Extrait du document:
En prison, indépendamment des formes institutionnalisées de contrôles, tous les regards extérieurs ont une grande importance. La prison ne peut changer que si elle est placée sous le regard des citoyens. Cette nécessité a été admirablement rappelée par maître Henri Leclerc, président de la Ligue des droits de l’homme : " La société ne doit pas refuser de voir ces lieux ; elle doit les voir, non pas par les commissions qui vont périodiquement les visiter et n’y voient rien, mais en y laissant entrer les journalistes en permanence. Il n’y a pas de raison de bloquer la prison : les citoyens doivent pouvoir voir ce qui s’y passe, il faut que la prison soit ouverte sur la société (...). La société doit prendre en charge la prison ".

Assurément, les établissements pénitentiaires sont aujourd’hui beaucoup plus ouverts que par le passé. Comme l’indiquait le Garde des sceaux devant la commission d’enquête, " quotidiennement, plus de 30.000 personnes entrent dans les prisons ; ce sont des intervenants de toutes sortes : visiteurs, enseignants, concessionnaires de travail et fournisseurs ".

M. Jean-Jacques Dupeyroux, visiteur de prison, voit dans cette ouverture des établissements pénitentiaires la meilleure solution en matière de contrôle : " Avec la transparence, nous n’aurions pas eu besoin de nous creuser la tête, en commission Canivet, pour trouver des formes de contrôle de l’extérieur. Cela irait de soi ".

La commission d’enquête a pu rencontrer un grand nombre de ceux qui pénètrent désormais régulièrement en prison, qu’il s’agisse de responsables d’associations, d’aumôniers, de personnels médicaux... Il est tout à fait clair que cette ouverture progressive des établissements pénitentiaires modifie le climat au sein de ceux-ci et contribue à améliorer les conditions de détention. C’est pourquoi tous les regards extérieurs doivent être encouragés.

En revanche, il n’est pas certain que cette transparence puisse faire office de contrôle extérieur des établissements. Ainsi, Mme Catherine Erhel, présidente de l’Observatoire international des prisons, a évoqué en ces termes les intervenants extérieurs en prison : " soit ils ne voient rien, soit ils se sentent astreints à un devoir de réserve, même s’ils ne l’ont pas. De toute manière, ils ont quelque raison : les gens qui ont parlé en prison sont sanctionnés et soumis à de très rudes pressions. Nous avons encore le cas d’un médecin de Villefranche qui subit des mesures de représailles pour avoir parlé, notamment à l’occasion d’un suicide : il avait signé un avis défavorable au maintien de ce détenu au quartier disciplinaire. Il est difficile pour les intervenants de parler ".

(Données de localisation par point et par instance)
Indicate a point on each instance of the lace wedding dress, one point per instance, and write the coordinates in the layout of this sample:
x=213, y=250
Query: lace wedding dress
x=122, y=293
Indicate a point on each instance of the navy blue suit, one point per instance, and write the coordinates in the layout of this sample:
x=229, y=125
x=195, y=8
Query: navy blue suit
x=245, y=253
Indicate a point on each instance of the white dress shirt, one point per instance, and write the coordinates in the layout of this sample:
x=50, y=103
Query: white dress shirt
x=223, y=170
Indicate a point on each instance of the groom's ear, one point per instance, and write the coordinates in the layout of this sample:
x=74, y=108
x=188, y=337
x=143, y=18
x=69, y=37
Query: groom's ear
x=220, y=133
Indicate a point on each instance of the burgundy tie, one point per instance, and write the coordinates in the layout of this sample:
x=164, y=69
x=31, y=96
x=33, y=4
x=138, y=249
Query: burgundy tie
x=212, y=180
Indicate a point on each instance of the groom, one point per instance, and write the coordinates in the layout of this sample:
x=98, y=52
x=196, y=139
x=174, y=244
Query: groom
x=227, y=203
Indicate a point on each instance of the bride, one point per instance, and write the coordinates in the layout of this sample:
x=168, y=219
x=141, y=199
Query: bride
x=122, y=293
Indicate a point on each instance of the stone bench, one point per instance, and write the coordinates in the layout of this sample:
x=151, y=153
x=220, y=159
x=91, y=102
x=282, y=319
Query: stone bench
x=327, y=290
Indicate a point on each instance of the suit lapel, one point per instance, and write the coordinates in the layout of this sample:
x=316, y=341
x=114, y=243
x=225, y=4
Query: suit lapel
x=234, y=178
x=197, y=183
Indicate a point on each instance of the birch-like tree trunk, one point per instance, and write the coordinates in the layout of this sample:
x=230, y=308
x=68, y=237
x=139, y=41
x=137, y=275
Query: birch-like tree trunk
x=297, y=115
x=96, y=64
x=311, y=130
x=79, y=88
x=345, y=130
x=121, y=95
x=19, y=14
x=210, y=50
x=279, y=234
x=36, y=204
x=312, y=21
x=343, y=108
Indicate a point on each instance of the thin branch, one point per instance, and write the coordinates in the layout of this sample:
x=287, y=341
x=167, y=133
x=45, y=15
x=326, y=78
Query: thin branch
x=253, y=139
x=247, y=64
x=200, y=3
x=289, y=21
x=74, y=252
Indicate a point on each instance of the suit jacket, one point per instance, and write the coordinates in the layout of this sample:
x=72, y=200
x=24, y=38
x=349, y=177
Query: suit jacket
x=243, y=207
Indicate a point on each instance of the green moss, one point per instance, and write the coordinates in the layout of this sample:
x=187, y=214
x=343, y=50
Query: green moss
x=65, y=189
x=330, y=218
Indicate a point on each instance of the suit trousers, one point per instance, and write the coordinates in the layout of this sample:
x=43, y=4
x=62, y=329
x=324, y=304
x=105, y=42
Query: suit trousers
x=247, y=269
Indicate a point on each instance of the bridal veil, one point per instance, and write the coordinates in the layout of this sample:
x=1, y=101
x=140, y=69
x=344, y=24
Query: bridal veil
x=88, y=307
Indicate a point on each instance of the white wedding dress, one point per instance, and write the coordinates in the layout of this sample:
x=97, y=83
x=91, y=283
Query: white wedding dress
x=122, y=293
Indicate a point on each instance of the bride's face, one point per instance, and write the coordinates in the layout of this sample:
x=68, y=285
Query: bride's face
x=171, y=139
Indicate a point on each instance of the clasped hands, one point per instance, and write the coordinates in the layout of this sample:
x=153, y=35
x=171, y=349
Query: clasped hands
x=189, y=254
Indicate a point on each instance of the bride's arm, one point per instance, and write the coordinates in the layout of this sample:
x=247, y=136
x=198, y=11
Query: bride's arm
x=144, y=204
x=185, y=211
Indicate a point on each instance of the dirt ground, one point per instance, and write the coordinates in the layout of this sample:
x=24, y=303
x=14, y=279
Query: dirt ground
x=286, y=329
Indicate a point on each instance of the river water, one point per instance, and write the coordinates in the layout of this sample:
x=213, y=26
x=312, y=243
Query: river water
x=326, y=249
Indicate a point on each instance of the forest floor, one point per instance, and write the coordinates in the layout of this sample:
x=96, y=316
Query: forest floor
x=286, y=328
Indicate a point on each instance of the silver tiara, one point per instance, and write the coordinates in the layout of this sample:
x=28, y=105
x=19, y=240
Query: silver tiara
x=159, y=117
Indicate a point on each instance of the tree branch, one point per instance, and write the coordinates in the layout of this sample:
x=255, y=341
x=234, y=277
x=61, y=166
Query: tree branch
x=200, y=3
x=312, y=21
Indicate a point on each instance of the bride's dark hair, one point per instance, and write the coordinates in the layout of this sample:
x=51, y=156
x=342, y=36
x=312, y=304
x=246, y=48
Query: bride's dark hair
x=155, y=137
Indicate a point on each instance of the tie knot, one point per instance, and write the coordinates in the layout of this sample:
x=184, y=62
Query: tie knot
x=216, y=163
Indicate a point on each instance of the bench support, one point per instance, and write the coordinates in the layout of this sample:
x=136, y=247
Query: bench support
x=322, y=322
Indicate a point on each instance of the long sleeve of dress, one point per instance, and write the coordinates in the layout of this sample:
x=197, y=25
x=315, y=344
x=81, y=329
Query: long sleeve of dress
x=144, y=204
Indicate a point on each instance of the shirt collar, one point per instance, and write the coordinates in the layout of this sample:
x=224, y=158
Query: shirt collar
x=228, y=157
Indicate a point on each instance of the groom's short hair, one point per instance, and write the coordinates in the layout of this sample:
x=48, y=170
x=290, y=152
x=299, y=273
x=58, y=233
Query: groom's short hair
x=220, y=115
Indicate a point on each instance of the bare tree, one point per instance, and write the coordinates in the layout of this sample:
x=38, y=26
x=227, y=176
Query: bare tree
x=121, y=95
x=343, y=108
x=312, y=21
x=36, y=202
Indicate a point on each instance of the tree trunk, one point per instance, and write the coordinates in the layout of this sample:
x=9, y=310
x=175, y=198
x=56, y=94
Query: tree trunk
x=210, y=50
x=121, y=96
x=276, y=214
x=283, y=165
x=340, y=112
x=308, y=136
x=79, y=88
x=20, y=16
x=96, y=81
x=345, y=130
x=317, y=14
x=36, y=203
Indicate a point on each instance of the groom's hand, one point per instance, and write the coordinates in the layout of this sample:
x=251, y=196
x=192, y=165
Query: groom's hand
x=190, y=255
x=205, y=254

Consigne A: Restituez, dans l'extrait sur le regard extérieur porté sur les prisons, tout ce qui va de « M. Jean-Jacques Dupeyroux, visiteur » jusqu'à « doivent être encouragés. ».
Consigne B: D'après l'extrait sur le regard extérieur porté sur les prisons, combien de personnes entrent quotidiennement dans les prisons selon le Garde des sceaux ?
Consigne C: Poursuivez l'extrait sur le regard extérieur porté sur les prisons après sa dernière phrase.

Espace de réponse A:
M. Jean-Jacques Dupeyroux, visiteur de prison, voit dans cette ouverture des établissements pénitentiaires la meilleure solution en matière de contrôle : " Avec la transparence, nous n’aurions pas eu besoin de nous creuser la tête, en commission Canivet, pour trouver des formes de contrôle de l’extérieur. Cela irait de soi ".

La commission d’enquête a pu rencontrer un grand nombre de ceux qui pénètrent désormais régulièrement en prison, qu’il s’agisse de responsables d’associations, d’aumôniers, de personnels médicaux... Il est tout à fait clair que cette ouverture progressive des établissements pénitentiaires modifie le climat au sein de ceux-ci et contribue à améliorer les conditions de détention. C’est pourquoi tous les regards extérieurs doivent être encouragés.

Espace de réponse B: Plus de 30.000 personnes.

Espace de réponse C:
De fait, la plupart des intervenants dans les prisons bénéficient d’un agrément qui peut aisément être retiré sans formalité particulière. De sorte que certains peuvent être déchirés entre leur volonté de dénoncer des dysfonctionnements et leur crainte de devoir renoncer à toute action en établissement pénitentiaire.

En outre, certains dysfonctionnements peuvent perdurer pendant des années, sans que quiconque parle, soit par ignorance, soit par crainte. La commission d’enquête a pu consulter le rapport de l’inspection des services pénitentiaires relatif aux événements survenus à la maison d’arrêt de Beauvais. Il est tout à fait symptomatique que des comportements gravissimes aient pu se poursuivre pendant des années sans remarques particulières des personnes extérieures à l’établissement le fréquentant régulièrement.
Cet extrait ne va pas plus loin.